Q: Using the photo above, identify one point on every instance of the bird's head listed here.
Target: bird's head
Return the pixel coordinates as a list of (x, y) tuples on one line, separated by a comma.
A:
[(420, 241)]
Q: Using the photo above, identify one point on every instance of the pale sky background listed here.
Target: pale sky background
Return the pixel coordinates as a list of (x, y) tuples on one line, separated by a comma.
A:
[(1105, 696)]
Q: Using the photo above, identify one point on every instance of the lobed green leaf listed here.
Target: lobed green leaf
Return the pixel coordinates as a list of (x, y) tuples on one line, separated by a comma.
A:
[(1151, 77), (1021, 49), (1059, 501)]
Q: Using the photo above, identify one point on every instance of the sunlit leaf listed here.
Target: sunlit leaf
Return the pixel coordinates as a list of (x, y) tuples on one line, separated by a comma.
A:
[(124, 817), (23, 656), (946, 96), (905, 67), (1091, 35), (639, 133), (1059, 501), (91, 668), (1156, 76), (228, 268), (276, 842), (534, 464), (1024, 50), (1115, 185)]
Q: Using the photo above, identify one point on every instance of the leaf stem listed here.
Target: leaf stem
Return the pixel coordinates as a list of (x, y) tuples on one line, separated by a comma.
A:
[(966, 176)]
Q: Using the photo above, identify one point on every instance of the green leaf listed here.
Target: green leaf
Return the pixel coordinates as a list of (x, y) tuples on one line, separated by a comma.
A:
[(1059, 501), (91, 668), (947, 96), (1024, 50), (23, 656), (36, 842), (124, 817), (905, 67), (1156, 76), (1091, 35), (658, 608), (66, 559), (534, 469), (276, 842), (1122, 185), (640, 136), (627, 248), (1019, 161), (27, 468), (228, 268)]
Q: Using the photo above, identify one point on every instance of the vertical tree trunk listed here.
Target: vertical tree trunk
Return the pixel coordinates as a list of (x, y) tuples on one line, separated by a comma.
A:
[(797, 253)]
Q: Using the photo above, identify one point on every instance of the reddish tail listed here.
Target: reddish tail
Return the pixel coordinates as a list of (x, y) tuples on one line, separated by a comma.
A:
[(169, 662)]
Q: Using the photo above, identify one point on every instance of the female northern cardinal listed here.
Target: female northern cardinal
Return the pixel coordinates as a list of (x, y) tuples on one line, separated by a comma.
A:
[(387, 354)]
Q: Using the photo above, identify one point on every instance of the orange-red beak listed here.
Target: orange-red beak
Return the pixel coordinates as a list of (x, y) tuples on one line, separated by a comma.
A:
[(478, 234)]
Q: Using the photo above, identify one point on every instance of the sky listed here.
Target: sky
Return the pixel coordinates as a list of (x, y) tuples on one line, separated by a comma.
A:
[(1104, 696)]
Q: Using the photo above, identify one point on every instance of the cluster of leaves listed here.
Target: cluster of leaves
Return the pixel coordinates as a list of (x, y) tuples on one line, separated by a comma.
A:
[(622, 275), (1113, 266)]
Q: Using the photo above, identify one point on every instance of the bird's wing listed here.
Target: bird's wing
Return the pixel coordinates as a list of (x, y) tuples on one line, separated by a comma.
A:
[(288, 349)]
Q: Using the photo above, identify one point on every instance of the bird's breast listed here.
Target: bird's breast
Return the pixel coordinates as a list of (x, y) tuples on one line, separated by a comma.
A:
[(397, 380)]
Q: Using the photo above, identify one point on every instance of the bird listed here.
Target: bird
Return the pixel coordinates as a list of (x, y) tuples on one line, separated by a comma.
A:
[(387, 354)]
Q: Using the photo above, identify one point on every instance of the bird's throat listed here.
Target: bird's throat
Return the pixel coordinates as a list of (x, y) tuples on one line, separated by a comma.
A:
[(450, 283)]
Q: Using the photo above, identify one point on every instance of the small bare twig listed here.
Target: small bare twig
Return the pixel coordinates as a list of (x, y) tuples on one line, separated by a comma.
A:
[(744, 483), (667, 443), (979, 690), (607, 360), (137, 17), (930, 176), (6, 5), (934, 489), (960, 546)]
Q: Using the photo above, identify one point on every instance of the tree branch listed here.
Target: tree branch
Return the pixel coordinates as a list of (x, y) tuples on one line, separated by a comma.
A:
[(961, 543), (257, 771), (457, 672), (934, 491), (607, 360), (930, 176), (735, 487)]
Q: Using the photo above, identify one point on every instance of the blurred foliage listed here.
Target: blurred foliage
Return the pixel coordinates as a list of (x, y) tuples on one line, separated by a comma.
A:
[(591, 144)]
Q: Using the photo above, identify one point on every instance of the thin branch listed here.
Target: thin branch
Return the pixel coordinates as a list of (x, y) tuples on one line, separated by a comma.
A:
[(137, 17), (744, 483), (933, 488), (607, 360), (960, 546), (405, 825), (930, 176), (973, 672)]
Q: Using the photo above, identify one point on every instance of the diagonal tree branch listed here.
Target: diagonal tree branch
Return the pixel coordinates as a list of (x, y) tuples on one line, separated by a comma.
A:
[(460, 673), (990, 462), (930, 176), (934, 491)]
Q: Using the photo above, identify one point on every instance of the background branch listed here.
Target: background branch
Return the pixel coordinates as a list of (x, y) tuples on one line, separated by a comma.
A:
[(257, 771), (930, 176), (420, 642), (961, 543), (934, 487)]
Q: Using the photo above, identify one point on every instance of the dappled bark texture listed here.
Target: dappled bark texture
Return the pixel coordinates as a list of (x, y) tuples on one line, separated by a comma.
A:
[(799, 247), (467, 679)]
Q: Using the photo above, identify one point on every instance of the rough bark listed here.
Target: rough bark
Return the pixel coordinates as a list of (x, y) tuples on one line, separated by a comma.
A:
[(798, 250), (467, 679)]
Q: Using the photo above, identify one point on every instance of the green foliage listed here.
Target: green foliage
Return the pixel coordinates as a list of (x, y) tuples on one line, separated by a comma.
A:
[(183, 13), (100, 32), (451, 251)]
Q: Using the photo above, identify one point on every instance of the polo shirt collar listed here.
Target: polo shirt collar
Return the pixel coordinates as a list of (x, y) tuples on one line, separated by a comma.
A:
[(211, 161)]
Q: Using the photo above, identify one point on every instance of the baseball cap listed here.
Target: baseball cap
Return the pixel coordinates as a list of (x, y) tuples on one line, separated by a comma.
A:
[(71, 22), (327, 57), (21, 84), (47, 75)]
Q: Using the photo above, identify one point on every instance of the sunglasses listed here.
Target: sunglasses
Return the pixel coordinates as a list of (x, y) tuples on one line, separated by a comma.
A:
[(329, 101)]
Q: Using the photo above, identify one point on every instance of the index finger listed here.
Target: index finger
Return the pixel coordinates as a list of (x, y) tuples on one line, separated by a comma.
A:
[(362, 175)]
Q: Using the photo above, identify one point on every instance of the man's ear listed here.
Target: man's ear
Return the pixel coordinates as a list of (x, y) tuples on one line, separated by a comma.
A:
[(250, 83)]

# # # # # # #

Substitute "pairs" for "tuples" throughout the data, starting at the line that contains "stem listed here." and ending at the line that contains "[(478, 234)]". Reproduce only those lines, with everything else left unchanged.

• [SOLUTION TO THE PROBLEM]
Q: Using the photo above, identify one point on every instance of the leaf stem listed here.
Target: leaf stem
Return the pixel coordinates as a list of (x, y) pairs on one line, separated by a comma.
A:
[(966, 176)]
Q: Using the photo above, identify one point on every instance of the green leaf listed here.
Target: green leaf
Return the pixel coordinates as a list of (x, y) pairs on one line, separated by a comma.
A:
[(1059, 501), (91, 668), (947, 96), (1024, 50), (23, 656), (36, 842), (124, 817), (905, 67), (1156, 76), (1091, 35), (658, 608), (66, 559), (534, 469), (276, 842), (1122, 185), (640, 136), (627, 248), (1019, 161), (27, 468), (228, 268)]
Q: Using the photo above, identify one point on every instance of the vertical tree trunk listed here.
Target: vertical tree trunk
Return the pixel coordinates as a list of (x, y) pairs on one line, separated by a comma.
A:
[(797, 253)]
Q: Using the photo above, identify one point on every instance of the reddish tail listed here.
Target: reddish tail
Return the pixel coordinates as a list of (x, y) pairs on one line, separated by a comma.
A:
[(169, 662)]
Q: Using the photo above, identify one point on every instance of the female northern cardinal listed here.
Target: female northern cardinal
Return the pixel coordinates as a list of (x, y) pairs on one line, separated by a comma.
A:
[(387, 354)]
Q: Using the photo above, identify one point on every instance of the orange-red beak listed here.
Target: orange-red beak
Return the pixel coordinates as a list of (x, y) pairs on one line, separated by a comma.
A:
[(478, 234)]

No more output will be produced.